Data entries:
● ● ● ● ●

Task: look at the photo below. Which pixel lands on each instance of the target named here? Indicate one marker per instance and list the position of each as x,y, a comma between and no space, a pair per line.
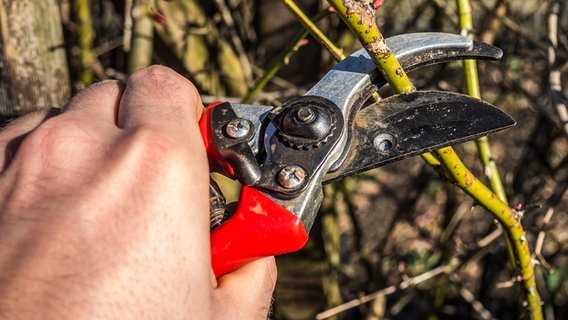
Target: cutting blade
406,125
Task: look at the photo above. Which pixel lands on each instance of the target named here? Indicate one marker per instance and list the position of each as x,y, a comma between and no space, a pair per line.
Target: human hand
105,212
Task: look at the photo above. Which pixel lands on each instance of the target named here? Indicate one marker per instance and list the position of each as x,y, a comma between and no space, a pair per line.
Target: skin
104,211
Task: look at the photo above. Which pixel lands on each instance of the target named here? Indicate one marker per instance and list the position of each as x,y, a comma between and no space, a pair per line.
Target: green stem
473,89
360,19
142,36
484,148
506,216
85,40
359,16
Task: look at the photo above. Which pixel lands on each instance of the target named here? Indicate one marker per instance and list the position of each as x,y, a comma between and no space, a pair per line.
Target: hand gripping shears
282,156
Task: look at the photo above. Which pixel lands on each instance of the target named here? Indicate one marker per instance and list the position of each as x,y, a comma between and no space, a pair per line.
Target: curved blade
406,125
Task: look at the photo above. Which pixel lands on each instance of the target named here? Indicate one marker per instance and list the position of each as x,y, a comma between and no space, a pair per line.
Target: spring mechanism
218,213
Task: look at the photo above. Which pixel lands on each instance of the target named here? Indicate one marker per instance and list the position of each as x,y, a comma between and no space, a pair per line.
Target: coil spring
218,213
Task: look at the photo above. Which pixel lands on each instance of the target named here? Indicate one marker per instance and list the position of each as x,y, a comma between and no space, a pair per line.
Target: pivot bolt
384,142
305,114
291,177
238,128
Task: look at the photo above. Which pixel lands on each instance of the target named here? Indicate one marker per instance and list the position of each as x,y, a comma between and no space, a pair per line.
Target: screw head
238,128
291,177
305,114
384,142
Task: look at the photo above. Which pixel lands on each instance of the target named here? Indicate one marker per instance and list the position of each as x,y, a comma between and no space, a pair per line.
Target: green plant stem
142,36
85,40
483,146
473,89
360,19
506,216
314,30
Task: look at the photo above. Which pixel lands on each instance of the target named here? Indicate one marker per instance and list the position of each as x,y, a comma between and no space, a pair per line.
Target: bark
33,67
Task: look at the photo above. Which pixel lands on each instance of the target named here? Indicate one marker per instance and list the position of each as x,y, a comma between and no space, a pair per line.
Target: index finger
157,95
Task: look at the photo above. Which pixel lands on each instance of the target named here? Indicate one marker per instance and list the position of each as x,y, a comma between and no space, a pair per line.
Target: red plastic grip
259,228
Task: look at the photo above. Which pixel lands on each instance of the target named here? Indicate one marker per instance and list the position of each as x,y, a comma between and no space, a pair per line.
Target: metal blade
406,125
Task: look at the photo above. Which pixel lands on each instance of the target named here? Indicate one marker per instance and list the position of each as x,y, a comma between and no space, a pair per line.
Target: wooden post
33,66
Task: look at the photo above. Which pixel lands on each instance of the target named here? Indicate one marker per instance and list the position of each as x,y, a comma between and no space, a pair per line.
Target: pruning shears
283,155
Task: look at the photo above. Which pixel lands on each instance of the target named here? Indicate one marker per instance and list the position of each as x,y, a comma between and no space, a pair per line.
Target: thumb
246,293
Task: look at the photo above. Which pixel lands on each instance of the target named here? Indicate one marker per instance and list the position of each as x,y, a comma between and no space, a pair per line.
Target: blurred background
402,236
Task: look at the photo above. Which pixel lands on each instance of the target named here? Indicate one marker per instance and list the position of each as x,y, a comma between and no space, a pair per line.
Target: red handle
259,228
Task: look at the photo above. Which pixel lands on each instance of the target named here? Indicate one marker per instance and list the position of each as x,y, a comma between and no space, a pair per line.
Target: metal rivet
384,142
291,177
305,115
238,128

● ● ● ● ●

▸ **GIVEN TASK**:
Restate the whole of the material word for word without the pictures.

▸ **WRITTEN RESPONSE**:
Task: look at the photo below. Which pixel lands on each instance of the target named here? Indicate one marker per instance and list the position of each as x,y, a comma between and no space, a pair per line.
Target: cutting blade
406,125
Task: look at the photo above. Which pixel lands on each instance of the target named here? Indicate one marker per instance and list the position of each as x,y, a comma between and no space, a pair per line.
Target: human hand
105,212
Task: look at the photo above. Which pixel lands on each instance of the target named here? Indicate one marker per instance and list the position of each as x,y, a comma between and no space, a pair per line.
Target: skin
104,211
Task: look at the photo above. Which pixel lands on each instance of the target named here? Indicate one marker per instance and list the position of each as x,y, a comma between and no space, a pair per line.
Target: green stem
473,89
360,19
142,36
484,148
506,216
85,40
359,16
Task: look at the photo above. Which pixel lands on each instance of the target named here? Indicate one marker per instance and list the position of each as x,y, a comma between and no space, a pair per line.
Target: hand gripping shears
282,156
Task: look at the photo above. Which pixel lands on each instance of the target named here? Indicate one marker per instance and list the position of each as x,y, a comma between and no space, a pair per line.
Target: curved blade
406,125
Task: look at the photo above. Which pixel lands on each instance of the target named here? Indicate one marker per instance and list the position of each as x,y, a comma between and no space, a pair per line.
Target: spring mechanism
218,213
Task: look at the photo above. Which pixel lands on each instance of the target named here? Indicate one marker per instance and list the position of each as x,y, a comma between and no space, a pair per line.
Target: coil spring
218,213
Task: look at the photo above. Which pixel lands on each instance of the target named here? Indicate one marker per instance and list the position of each as x,y, a comma between and no space, a pair per line.
Target: pivot bolt
384,142
305,114
291,177
238,128
Task: look at the photo above. Which pixel lands on each instance of the target named here? Indicate one marker per instance and list the position of each as x,y, a comma between and no space, a pair per line.
Target: screw head
238,128
291,177
305,114
384,142
Task: look at the photo above. Which pixel lands on each instance of the target named here? Indicate one marker per instance and list the position of each as x,y, a comma between and no space, a pair per line.
Target: green plant stem
142,36
85,40
483,146
473,89
360,19
506,216
314,30
Task: look at the photo above. Which pixel lands on each instance of the target named here? Indicate one marker per instance and list the position of each as x,y, a comma between and no space, a pair per line.
Target: bark
33,67
Task: look at the photo above. Which pixel lands on each instance of the target named here? Indicate one marker per instance and list the position of each as x,y, a comma between and no space, a pair per line.
Target: index finger
157,95
Task: look at the photo above. Which pixel lands on each instance of the target named here? Indicate one marker per instance and list the position of each as x,y, a comma between and no space, a pair per line.
Target: red plastic grip
259,228
Task: look at the photo above. Which pixel lands on each instance of the target named here? Indicate one marker per instance and list the position of each as x,y, a comma between and no space, a pair per line.
Target: metal blade
406,125
Task: look at the photo above. Which pixel lands on each instance of the target named here? Indicate one marker per instance and list the position of each as x,y, a comma between and no space, a pair per line.
Target: wooden post
33,66
Task: look at the photo above. Which pixel lands on each instance of the target named here? Indicate one marker per instance and list the position of each as x,y, a comma between and no space, a pair per line.
Target: pruning shears
283,155
Task: look at the photo above. Which pixel lands on each instance of the target named here? Indicate one marker per instance and list the position of each as x,y, a comma between and no space, a pair per line.
Target: thumb
246,293
Task: look at the photo above. Which pixel lands on each instance of the target named here? Indicate one marker per instance and list the position of each as x,y, a comma between and no space, a pair per line.
Target: blurred background
402,236
Task: look at the photo above. Which pixel lands on each instance of the target named here? Indicate one marker per instance and list the position of each as x,y, a comma between and no space, a pair per line.
Target: red handle
259,228
Task: look at the photo above. Which pixel lands on each instance of the target named here? Indicate one marker per instance and list the position of each as x,y, a comma between and no space, a pair per line.
Target: metal rivet
384,142
291,177
305,115
238,128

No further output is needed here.